PROBLEM STATEMENT:
Copy out the lines of the records below verbatim, starting at the line that contains "Q: Find one point on every instance of the sidewalk" and ending with the last line of the records.

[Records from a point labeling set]
-- START --
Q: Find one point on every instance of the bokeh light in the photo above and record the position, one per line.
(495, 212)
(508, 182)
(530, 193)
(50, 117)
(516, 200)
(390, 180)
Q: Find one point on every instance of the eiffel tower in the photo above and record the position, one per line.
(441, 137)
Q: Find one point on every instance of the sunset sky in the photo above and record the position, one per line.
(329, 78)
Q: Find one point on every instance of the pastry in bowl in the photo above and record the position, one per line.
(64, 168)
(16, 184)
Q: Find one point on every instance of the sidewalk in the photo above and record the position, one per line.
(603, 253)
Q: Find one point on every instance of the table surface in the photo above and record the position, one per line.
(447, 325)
-- END --
CORRECT RESPONSE:
Q: Find one point on every instance of the sidewalk in the photo above and record the position, one per line.
(603, 253)
Q: Find one point on every instance of the table surface in the photo above and record the position, one per line.
(447, 325)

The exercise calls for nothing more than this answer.